*Challenge a*
Reproduce the part of the vector layout discussion that opens with the words containing "My concern is" and closes with "for hardware design.", substituting "functional units" for "arithmetic units".

I also agree that I don't think it's possible to find "a design where 
bytes are contiguous within ELEN."  I worked out what I think are the 
outlines of a proof that it's not possible, but I thought I'd suggest 
what I did at a high level first and only try to make the proof more 
rigorous if necessary.

      Bill

On 5/26/20 1:37 AM, Krste Asanovic wrote:
EXTERNAL MAIL



I think Bill is right in his analysis, but I disagree with his
conclusion.

The scheme Bill is describing is basically the v0.8 scheme:

  Eg: VLEN=256b, SLEN=128b, SEW=32b, LMUL=4

   Byte     1F1E1D1C1B1A19181716151413121110 F E D C B A 9 8 7 6 5 4 3 2 1 0
   v4*n           13      12      11      10       3       2       1       0
   v4*n+1         17      16      15      14       7       6       5       4
   v4*n+2         1B      1A      19      18       B       A       9       8
   v4*n+3         1F      1E      1D      1C       F       E       D       C

Some background.  We adopted this scheme in Hwacha which had decoupled
lanes, where each SLEN partition could run independently at different
decoupled rates.  That meant it was difficult to load a unit-stride
vector and share the memory access across lanes without lots of
complex buffering, so we packed contiguous bytes into each lane.

The "new" v0.9 scheme:

Eg: VLEN=256b, SLEN=128b, SEW=32b, LMUL=4

   Byte     1F1E1D1C1B1A19181716151413121110 F E D C B A 9 8 7 6 5 4 3 2 1 0
   v4*n            7       5       3       1       6       4       2       0
   v4*n+1          F       D       B       9       E       C       A       8
   v4*n+2         17      15      13      11      16      14      12      10
   v4*n+3         1F      1D      1B      19      1E      1C      1A      18

is actually reverting back to an older layout (Figure 7.2 in my
thesis).  This has property that it enables simpler synchronous lanes
to stay maximally busy with a given application vector length.

My concern is that Bill's point #2 doesn't just apply to memory, but
also to arithmetic units.  For example, in the above 0.8 example, if
AVL is less than 17, only half the datapath is used.  This is why I
don't agree with Bill's conclusion.  I think attaining high throughput
on shorter application vectors is going to be more important than
avoiding the cast operations, as I believe shorter vectors are going
to be much more common than casting.  The v0.9 layout is also simpler
for hardware design.

The cast operations can all be single-cycle occupancy and fully
pipelined/chained, as they all just rearrange bytes across one element
group.

----------------------------------------------------------------------

I think David is trying to find a design where bytes are contiguous
within ELEN (or some other unit < ELEN) but then striped above that to
avoid casting.  I don't think this can work.

*Challenge b*
Pull out every line of the rows that contains the word "pendant".

*Records supplied*
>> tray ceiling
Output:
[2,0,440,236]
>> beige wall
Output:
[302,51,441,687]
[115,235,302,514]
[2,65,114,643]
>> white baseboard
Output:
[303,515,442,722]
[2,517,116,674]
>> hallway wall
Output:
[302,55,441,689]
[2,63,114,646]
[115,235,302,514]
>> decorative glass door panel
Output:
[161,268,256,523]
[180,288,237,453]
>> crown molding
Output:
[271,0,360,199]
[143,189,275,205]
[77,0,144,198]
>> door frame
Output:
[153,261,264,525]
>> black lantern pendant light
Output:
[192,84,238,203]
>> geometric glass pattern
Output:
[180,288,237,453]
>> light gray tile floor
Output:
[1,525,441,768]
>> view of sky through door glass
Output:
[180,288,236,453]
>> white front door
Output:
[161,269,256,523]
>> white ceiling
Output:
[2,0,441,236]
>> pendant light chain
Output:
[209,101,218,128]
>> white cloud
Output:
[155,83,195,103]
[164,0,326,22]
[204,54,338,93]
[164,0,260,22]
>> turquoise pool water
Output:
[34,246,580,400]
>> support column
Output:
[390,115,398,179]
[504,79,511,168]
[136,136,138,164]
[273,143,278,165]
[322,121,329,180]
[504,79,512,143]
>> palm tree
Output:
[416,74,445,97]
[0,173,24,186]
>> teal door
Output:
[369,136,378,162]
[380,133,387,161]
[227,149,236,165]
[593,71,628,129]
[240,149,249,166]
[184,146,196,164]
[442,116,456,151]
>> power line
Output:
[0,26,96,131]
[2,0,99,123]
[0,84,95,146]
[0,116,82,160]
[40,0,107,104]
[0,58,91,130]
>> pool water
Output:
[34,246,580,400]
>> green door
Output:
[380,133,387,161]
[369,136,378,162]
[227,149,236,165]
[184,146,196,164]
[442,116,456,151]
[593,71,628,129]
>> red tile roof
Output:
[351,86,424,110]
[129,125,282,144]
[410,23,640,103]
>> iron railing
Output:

*Answer a*
My concern is that Bill's point #2 doesn't just apply to memory, but
also to functional units.  For example, in the above 0.8 example, if
AVL is less than 17, only half the datapath is used.  This is why I
don't agree with Bill's conclusion.  I think attaining high throughput
on shorter application vectors is going to be more important than
avoiding the cast operations, as I believe shorter vectors are going
to be much more common than casting.  The v0.9 layout is also simpler
for hardware design.

*Answer b*
>> black lantern pendant light
>> pendant light chain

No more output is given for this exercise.